**TASK DIRECTIONS:**
Using the interview below, decide whether each statement agrees with it: (a) the record was made in three weeks; (b) Heuer says most of the songs were worked out before recording; (c) the first single has already been chosen. For each, answer yes or no and quote the words of the interview that decide it.
==== TEXT EXTRACT ====
Mallonee: I don't think anybody will run away. I think people that liked the band's more pop side will definitely like this. I don't know of any of our fans who are so hardcore with the Americana thing that they're going to be offended by this. I think most of our fans are pretty wide-ranging in their record taste.
Press: Will the themes be lighter weight?
It's a very thoughtful record. What happens in love to everybody? Everybody in this tent has fallen in love. What could be a bigger theme than that? It's a falling in love kind of record. I've never made one of those before.
It does have some spiritual themes running under it. There's not a lot of spiritual "code" on the record, as there has been in some of [our past recordings], but we've got that on the other eleven. It's not that the well has run dry. I'm thinking that if I do a solo record, it'll be a small band in a semi-circle and we'll just cut the thing live to tape. Those themes will be there; a song like "You Give It All Your Heart," that didn't make the record. That seems more like a solo song to me. We'll do a whole record of that, but I think the band thing now, might be more of a pop band, with a lot of punch in it.
Bear with us. We're going to have to grow in this. It's real embryonic right now. We did the record in three weeks, then we realized last week, when we were back out on the road, that we hadn't played the songs in about that long. I did five or six guitar tracks on every tune. I'm having to pick and choose what comes off the stage right now until we get another guy.
Heuer: A lot of the songs were introduced by Bill in the studio. We had a few before [recording] that we worked on, got a little framework, but basically, this is a studio record. So we're learning the record [on stage], too, in a way.
Press: How many singles do you plan to release from Summershine? You must know your whole marketing strategy by now.
Mallonee: We don't know.
Heuer: We're still discussing what the first single will be at this point. The way we've been brought to radio in the past was Triple-A, and as you well know, Triple-A has about gone away, especially Triple-A commercial. It's morphed into maybe more modern rock, or whatever.
Mallonee: That's a big concern for us right now. Does everybody know what Triple-A means, when we're talking about radio format? It stands for Adult Album...
Heuer: ...Alternative, or something like that. Album, Adult, Alternative.
Mallonee: There's only probably ninety to a hundred of those stations in the entire country and that's where "Real Downtown" broke pretty heavy in 1996. What's happened in the middle of that time, between '96 and '98, record labels moved in really heavy. You've seen a separation of commercial Triple-A and non-commercial Triple-A. We think, unfortunately for us, where Audible Sigh ended up falling was in the non-commercial Triple-A, which is 'NPR, which is forty-somethings. Which is people who don't buy a lot of records, or go to a lot of shows. We've always thought we were a college band. [Non-commercial Triple-A] is a niche we don't want to be in, a niche we've tried to, both in our live shows and anything else to say, that's not us.
I respect a great number of those artists, I know a number of people on the VoL list love that kind of music, and I've got some of it, but it's not what motivates what we do. I'm not saying that in any kind of arrogant sense. It's just not where we're at. And it's definitely not where this record is at. So we're a bit concerned that the radio formats match up with where that records at, or, just like a lot of the other records, it could go into the big black hole. And I think that's a possibility.
Heuer: As an exclamation point to that, that's why things maybe in the UK seem to be a little better at times. With the radio [stations] covering the whole country, we're heard basically every week, almost. We're heard all the time. It's amazing. The last tour we had over there, people would say, "I heard you on the radio." We don't hear that here very often.
==== DATASET SECTION ====
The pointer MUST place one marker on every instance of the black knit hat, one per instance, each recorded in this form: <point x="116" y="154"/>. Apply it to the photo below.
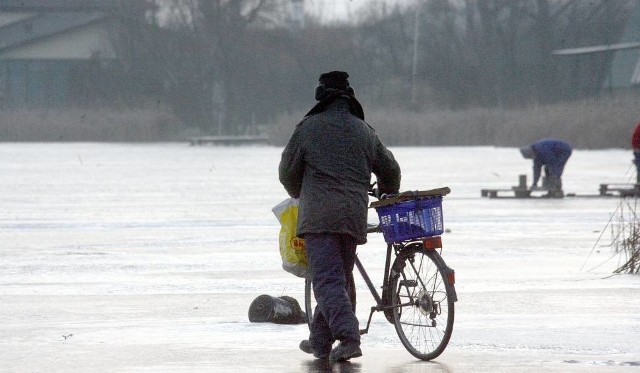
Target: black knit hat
<point x="335" y="79"/>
====
**RESULT OF THIS TASK:**
(a) Yes: "We did the record in three weeks"
(b) No: "A lot of the songs were introduced by Bill in the studio."
(c) No: "We're still discussing what the first single will be at this point."